> [PROVIDED PASSAGE]
# Pensacola reds



## lowprofile (Jan 6, 2013)

took my buddy shark fishing last night. we got sharks, but he also got two big bull reds! both on lady fish. one as i was returning from dropping a bait, which was about 38" that i promptly released when i got to them and this big guy! 42"

working my 13ft cui. it looks massive with him


----------



## Chapman5011 (Mar 7, 2013)

Good god
Look at that rod and reel. 
We'll just call you
ol' long rod


----------



## lowprofile (Jan 6, 2013)

hey, it catches fish. and puts 6oz plus a hand size chunk of lady fish past the first bar without me getting wet. 

being 6'6" it looks a little more reasonable when i use it.


----------



## jcallaham (Dec 13, 2009)

how the heck did you come up with lowprofile for a handle?


----------



## chugs (May 22, 2013)

Nice fish. I've been catching a ton of lady fish lately maybe I'll use it for bait as well.:thumbsup:


----------



## lowprofile (Jan 6, 2013)

jcallaham said:


> how the heck did you come up with lowprofile for a handle?


i was spooling up a lowpro bait caster one night when i joined another sight and i couldn't think of anything better. 

why do you ask?


----------



## jcallaham (Dec 13, 2009)

> [INFORMATION SHOWN]
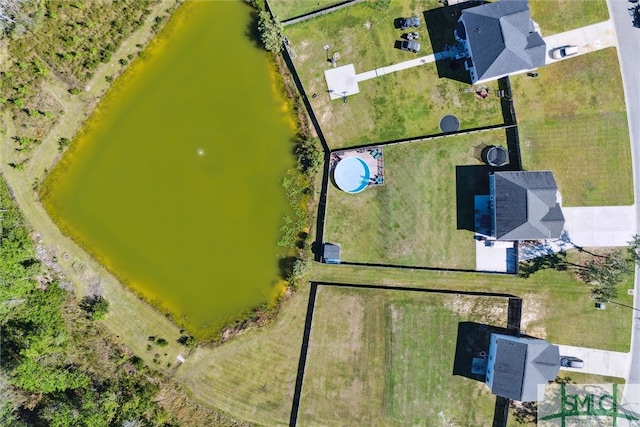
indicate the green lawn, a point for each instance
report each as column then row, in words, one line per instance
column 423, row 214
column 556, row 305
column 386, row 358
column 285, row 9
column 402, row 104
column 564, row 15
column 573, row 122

* * *

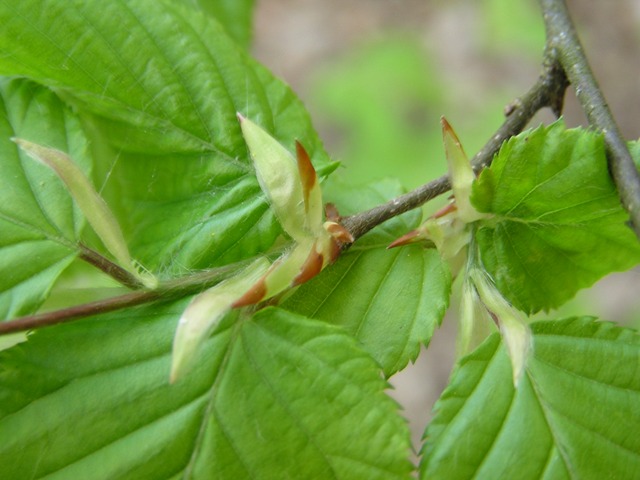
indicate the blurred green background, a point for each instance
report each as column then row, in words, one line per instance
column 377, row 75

> [EXERCISE] In the Pensacola reds thread, reproduce everything from "We'll just call" down to "me getting wet.", keeping every word and punctuation mark unchanged.

> [SOLUTION]
We'll just call you
ol' long rod


----------



## lowprofile (Jan 6, 2013)

hey, it catches fish. and puts 6oz plus a hand size chunk of lady fish past the first bar without me getting wet.